_Task objective_. An identical copy of all the records is what the answer must contain.

_Supplied information_.
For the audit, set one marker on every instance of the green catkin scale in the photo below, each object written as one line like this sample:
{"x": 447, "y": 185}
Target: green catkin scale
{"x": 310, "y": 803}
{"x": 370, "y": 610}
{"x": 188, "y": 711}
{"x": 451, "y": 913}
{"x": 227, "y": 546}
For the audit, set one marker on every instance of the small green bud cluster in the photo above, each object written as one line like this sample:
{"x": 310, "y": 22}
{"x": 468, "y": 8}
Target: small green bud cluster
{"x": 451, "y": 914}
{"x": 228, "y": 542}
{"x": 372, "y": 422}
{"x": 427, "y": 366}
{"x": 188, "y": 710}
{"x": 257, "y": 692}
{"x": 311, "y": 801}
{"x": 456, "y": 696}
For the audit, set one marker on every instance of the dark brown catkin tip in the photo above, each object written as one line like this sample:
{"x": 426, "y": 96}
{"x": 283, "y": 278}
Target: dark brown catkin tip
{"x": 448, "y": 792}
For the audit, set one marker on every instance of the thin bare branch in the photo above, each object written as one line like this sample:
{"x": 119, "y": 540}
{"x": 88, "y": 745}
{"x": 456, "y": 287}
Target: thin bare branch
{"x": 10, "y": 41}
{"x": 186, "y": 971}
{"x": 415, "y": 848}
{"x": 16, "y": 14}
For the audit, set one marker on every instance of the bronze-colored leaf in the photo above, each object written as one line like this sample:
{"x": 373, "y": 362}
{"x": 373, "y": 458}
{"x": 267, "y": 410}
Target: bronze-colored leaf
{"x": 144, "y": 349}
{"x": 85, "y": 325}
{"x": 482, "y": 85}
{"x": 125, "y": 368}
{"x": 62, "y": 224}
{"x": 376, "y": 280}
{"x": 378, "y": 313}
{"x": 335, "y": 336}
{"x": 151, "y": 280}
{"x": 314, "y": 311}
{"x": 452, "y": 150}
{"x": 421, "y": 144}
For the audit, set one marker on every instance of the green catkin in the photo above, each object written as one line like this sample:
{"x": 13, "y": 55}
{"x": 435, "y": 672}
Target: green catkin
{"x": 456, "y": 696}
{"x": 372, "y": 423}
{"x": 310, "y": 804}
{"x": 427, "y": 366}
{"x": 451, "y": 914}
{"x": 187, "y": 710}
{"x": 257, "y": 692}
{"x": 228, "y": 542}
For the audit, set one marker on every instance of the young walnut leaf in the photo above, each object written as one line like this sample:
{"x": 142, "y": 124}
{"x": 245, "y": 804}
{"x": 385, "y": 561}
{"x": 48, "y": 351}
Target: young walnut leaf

_Solution to the exercise_.
For the audit, set one marker on every instance of the green catkin scale in the photo below, each object written as one line like this sample:
{"x": 447, "y": 185}
Target: green catkin scale
{"x": 310, "y": 803}
{"x": 370, "y": 610}
{"x": 188, "y": 711}
{"x": 451, "y": 913}
{"x": 227, "y": 546}
For the audit, set one marker on every instance of the small green bud cluster in the photo above, each object written as one line like this sample:
{"x": 310, "y": 22}
{"x": 468, "y": 8}
Target: small green bud cluster
{"x": 451, "y": 914}
{"x": 228, "y": 542}
{"x": 372, "y": 422}
{"x": 427, "y": 366}
{"x": 188, "y": 710}
{"x": 257, "y": 692}
{"x": 311, "y": 801}
{"x": 456, "y": 696}
For the audit, set one marker on every instance of the dark brown catkin tip in the photo above, each object written as one line like this sample:
{"x": 426, "y": 96}
{"x": 283, "y": 278}
Target: dark brown catkin tip
{"x": 448, "y": 792}
For the audit, set one marker on every instance of the thin bare branch in the photo above, each object written as one line like this sample:
{"x": 119, "y": 540}
{"x": 88, "y": 745}
{"x": 456, "y": 287}
Target: thin bare branch
{"x": 10, "y": 41}
{"x": 186, "y": 971}
{"x": 415, "y": 848}
{"x": 16, "y": 14}
For the audit, set one marker on every instance of the bronze-colored leaf in the photo above, each object written as one line like this sample:
{"x": 373, "y": 362}
{"x": 373, "y": 458}
{"x": 267, "y": 410}
Target: bronze-colored leaf
{"x": 144, "y": 349}
{"x": 85, "y": 325}
{"x": 482, "y": 85}
{"x": 125, "y": 368}
{"x": 62, "y": 224}
{"x": 376, "y": 280}
{"x": 378, "y": 313}
{"x": 335, "y": 336}
{"x": 151, "y": 280}
{"x": 314, "y": 311}
{"x": 452, "y": 150}
{"x": 421, "y": 144}
For the audit, set one marker on every instance of the green catkin in the photo above, each object written as one line like this sample:
{"x": 13, "y": 55}
{"x": 435, "y": 672}
Target: green catkin
{"x": 456, "y": 696}
{"x": 372, "y": 423}
{"x": 310, "y": 804}
{"x": 427, "y": 366}
{"x": 451, "y": 914}
{"x": 187, "y": 710}
{"x": 257, "y": 692}
{"x": 228, "y": 542}
For the audit, set one marker on every instance of the young walnut leaf in the photo above, each object written as one line like this sample:
{"x": 142, "y": 124}
{"x": 245, "y": 804}
{"x": 385, "y": 561}
{"x": 48, "y": 351}
Target: young walnut leaf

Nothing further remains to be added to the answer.